_Short problem:_ Reproduce verbatim the part of the records that opens with the line containing "In this exercise you will indicate the man on" and closes with the line containing "[(149, 190), (171, 222)]", keeping both of those lines.

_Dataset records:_
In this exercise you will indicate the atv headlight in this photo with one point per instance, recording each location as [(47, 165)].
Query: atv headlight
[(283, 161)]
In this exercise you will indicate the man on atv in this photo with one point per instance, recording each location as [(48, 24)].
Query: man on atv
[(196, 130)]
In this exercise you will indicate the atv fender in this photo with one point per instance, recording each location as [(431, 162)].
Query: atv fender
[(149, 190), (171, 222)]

---

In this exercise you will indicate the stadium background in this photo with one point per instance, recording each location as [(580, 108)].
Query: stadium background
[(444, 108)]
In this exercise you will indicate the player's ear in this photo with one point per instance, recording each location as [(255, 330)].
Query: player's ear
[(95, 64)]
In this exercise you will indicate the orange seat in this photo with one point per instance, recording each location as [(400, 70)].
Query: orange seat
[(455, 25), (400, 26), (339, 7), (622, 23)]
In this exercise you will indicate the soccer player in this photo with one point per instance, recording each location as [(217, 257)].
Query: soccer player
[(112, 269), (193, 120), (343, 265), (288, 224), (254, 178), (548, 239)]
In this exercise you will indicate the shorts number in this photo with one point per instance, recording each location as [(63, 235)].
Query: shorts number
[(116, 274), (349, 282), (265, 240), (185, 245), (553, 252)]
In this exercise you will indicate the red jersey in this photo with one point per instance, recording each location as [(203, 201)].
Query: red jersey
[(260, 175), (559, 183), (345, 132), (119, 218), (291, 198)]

--

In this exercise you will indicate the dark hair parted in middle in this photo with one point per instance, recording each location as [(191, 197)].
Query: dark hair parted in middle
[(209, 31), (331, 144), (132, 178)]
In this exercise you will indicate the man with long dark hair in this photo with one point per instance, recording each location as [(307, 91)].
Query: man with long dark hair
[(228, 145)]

_The reply:_
In this exercise you will indicate the man on atv in this photo with one point per instance, recording each location as [(48, 24)].
Query: man on atv
[(196, 130)]
In this exercise you will indicate the atv fender in this photo with one point per instance, recording each location as [(431, 162)].
Query: atv fender
[(149, 190), (171, 222)]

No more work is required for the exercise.